◆ Work required:
Please count how many lines in the items below contain the string "white". Case counts, and the reply should be only the number.

◆ Information given:
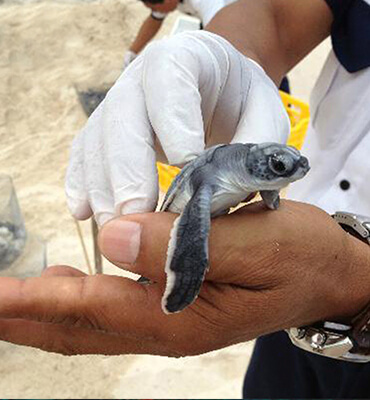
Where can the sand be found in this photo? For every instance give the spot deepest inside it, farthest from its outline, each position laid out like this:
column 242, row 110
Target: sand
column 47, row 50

...

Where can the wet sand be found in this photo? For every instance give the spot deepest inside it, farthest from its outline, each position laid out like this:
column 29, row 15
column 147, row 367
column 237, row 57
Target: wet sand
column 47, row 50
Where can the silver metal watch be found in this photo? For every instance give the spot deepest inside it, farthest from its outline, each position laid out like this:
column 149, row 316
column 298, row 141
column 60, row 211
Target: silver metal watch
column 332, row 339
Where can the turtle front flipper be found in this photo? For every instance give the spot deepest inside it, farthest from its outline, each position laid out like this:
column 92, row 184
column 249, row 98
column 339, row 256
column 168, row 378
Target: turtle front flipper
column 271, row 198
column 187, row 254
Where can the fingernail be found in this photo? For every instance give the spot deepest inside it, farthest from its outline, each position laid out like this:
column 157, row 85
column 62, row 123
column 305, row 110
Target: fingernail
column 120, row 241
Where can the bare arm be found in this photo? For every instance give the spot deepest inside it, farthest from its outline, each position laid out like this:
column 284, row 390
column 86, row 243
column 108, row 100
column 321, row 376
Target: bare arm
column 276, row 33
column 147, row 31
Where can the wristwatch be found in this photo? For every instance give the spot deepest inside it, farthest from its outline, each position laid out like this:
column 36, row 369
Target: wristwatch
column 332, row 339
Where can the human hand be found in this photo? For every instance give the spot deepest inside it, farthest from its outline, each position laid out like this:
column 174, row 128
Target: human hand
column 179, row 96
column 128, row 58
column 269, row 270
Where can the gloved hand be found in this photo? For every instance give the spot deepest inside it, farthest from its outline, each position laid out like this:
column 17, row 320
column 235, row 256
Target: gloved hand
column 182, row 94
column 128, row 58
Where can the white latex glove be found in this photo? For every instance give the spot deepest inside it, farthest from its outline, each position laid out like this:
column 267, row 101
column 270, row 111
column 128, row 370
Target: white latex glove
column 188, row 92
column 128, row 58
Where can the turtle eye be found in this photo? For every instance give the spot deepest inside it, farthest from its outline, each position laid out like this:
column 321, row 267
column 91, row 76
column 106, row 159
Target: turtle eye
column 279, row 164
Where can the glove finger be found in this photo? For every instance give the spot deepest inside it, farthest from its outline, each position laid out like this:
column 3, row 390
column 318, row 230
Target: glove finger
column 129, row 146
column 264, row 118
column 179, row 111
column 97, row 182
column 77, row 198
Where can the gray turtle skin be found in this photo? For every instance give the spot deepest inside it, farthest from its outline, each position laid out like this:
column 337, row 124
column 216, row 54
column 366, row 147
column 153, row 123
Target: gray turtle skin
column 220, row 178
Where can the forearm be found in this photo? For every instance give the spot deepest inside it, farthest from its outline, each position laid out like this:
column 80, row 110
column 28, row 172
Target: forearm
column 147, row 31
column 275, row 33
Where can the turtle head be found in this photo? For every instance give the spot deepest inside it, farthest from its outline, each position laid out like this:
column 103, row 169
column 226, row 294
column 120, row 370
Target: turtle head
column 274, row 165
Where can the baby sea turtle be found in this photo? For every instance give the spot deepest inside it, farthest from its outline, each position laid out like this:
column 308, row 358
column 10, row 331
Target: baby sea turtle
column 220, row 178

◆ Task solution:
2